## SU COSA LAVORARE
Raccogli tutte le righe che contengono la parola "hill". Maiuscole e minuscole contano.

## DATI DEL COMPITO

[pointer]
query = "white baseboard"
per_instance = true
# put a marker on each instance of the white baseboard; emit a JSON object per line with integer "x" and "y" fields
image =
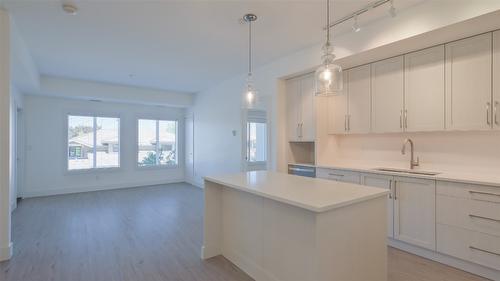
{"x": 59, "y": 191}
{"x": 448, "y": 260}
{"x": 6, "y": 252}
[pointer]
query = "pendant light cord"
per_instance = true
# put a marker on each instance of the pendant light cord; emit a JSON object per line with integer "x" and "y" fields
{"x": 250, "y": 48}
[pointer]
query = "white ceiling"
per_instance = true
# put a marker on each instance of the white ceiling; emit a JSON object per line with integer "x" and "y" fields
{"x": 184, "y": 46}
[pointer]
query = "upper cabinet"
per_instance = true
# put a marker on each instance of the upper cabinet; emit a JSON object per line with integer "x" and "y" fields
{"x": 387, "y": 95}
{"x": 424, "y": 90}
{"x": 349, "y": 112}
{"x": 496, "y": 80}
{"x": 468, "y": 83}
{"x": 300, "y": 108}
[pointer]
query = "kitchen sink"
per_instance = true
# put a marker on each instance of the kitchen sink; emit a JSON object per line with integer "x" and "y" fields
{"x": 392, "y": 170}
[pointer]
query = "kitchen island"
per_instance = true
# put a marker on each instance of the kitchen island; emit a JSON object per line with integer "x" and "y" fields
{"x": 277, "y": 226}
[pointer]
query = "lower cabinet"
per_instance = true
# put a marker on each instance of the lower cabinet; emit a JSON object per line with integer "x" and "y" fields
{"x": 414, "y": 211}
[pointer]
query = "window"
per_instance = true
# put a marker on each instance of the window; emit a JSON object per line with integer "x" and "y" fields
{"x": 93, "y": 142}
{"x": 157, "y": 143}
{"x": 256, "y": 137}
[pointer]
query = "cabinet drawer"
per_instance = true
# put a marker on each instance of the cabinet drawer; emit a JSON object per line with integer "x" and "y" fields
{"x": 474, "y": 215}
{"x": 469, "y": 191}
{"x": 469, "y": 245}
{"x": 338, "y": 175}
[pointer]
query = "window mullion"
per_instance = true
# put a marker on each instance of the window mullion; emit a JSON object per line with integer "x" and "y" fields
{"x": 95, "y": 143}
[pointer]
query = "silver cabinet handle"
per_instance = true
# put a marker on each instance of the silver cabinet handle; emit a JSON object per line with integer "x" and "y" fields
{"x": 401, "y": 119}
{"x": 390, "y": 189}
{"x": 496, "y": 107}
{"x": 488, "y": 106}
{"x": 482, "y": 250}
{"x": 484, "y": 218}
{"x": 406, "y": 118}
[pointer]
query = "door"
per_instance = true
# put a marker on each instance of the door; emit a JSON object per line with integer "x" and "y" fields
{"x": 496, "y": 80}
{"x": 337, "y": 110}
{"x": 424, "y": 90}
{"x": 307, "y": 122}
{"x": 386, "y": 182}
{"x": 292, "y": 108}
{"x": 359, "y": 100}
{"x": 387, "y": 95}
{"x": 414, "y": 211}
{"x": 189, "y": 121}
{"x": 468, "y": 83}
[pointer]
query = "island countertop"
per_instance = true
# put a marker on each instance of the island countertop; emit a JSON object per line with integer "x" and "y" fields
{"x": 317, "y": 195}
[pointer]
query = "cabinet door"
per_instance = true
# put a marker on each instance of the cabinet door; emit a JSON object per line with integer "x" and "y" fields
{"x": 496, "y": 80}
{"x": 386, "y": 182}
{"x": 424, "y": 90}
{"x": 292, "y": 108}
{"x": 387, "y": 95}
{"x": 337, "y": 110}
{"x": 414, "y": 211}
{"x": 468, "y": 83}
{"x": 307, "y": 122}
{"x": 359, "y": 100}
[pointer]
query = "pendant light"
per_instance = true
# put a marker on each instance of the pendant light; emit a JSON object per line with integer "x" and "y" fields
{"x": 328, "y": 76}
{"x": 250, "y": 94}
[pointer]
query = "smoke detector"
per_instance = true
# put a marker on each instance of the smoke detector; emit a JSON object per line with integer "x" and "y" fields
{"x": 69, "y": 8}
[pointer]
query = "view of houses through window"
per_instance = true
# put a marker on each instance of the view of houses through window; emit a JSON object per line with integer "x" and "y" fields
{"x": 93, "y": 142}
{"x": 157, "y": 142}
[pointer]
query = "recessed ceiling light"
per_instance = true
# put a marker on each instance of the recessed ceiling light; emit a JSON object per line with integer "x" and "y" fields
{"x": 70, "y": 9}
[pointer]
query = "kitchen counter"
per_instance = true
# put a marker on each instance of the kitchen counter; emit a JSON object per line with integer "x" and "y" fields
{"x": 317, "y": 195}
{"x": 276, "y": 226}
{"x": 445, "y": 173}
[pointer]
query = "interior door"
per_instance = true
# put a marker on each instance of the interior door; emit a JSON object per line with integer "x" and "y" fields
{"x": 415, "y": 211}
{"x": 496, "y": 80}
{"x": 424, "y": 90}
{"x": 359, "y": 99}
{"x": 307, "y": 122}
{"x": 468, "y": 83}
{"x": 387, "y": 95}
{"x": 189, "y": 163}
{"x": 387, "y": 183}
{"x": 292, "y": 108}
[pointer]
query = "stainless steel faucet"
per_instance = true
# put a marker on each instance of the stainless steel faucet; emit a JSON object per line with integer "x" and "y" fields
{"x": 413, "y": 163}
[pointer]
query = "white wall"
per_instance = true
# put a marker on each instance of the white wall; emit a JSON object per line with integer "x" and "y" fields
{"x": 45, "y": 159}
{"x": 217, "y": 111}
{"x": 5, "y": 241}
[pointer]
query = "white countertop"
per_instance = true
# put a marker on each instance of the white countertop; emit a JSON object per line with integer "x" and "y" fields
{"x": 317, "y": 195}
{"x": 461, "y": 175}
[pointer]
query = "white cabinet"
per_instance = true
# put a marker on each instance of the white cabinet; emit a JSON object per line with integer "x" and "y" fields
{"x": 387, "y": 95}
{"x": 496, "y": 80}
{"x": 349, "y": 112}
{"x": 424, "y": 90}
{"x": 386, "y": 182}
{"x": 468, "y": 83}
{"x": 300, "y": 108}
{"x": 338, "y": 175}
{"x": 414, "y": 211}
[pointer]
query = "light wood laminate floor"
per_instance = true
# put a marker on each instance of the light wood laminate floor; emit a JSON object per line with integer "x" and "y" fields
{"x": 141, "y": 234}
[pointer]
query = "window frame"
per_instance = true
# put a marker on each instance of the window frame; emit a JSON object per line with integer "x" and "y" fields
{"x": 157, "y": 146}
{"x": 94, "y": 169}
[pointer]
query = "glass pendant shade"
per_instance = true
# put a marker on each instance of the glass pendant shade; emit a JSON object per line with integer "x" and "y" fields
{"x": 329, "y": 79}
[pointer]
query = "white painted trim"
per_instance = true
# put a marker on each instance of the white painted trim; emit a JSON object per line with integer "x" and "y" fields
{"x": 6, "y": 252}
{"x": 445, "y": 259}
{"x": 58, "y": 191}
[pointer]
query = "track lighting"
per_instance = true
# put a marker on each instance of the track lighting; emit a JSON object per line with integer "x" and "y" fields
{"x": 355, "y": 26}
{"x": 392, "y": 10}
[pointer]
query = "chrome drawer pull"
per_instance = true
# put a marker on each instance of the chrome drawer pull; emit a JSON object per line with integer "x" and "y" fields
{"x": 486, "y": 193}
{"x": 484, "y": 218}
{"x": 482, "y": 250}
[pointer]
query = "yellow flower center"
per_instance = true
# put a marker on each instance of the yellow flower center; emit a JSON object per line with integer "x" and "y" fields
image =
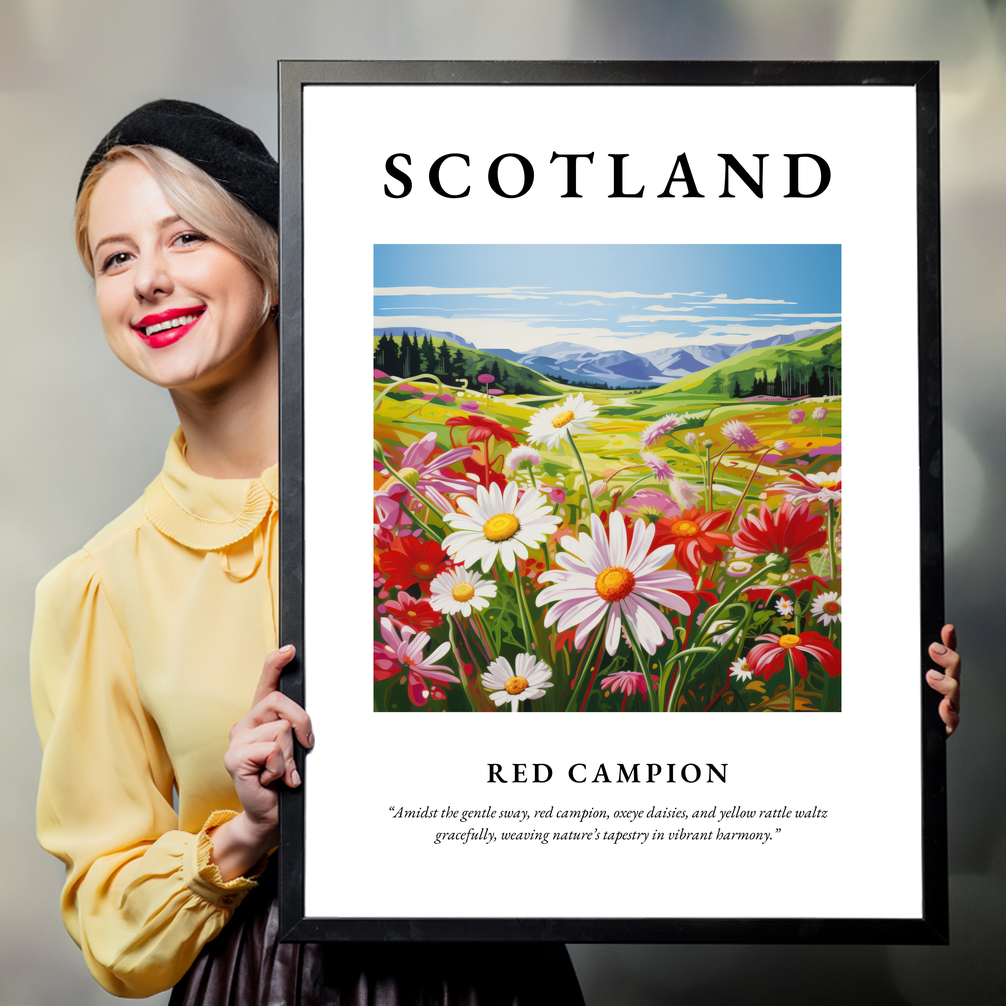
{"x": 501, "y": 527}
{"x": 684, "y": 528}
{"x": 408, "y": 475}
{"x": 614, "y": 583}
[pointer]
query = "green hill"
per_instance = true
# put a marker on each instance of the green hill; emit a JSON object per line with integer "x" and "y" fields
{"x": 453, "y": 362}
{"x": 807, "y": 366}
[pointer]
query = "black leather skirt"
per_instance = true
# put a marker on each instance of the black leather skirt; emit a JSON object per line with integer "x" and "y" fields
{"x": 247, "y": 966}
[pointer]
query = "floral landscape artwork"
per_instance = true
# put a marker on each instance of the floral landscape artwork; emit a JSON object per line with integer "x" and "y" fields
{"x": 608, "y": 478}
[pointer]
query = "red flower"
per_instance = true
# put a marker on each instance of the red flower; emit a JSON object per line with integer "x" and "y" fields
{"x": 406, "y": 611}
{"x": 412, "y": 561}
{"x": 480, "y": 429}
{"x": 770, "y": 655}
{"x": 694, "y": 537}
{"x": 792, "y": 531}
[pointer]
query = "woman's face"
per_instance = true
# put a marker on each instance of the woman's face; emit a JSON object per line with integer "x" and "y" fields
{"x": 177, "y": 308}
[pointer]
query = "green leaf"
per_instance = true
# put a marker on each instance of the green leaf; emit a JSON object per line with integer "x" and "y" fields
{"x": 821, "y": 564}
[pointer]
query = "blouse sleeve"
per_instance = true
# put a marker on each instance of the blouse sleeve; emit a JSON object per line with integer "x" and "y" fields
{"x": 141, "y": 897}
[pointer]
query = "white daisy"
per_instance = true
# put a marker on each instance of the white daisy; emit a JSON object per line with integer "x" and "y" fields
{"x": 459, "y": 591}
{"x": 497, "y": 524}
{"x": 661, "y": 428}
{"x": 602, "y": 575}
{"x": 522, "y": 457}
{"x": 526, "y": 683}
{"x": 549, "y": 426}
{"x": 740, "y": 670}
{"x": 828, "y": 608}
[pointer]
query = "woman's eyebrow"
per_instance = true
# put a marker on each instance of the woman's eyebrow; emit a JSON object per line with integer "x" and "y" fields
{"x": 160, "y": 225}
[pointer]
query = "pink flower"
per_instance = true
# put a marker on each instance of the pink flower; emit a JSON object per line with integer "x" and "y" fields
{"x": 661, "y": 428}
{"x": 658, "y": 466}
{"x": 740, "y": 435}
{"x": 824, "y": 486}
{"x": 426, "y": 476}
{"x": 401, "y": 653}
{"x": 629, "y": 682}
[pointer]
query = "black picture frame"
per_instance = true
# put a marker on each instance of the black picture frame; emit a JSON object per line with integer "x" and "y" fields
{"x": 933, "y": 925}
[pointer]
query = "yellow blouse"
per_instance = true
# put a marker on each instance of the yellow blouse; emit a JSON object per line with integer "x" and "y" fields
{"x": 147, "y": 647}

## RISPOSTA SVOLTA
query = "green hill"
# put a marker on each instance of the green hill; emit a JSON object per line with integer "x" and "y" fields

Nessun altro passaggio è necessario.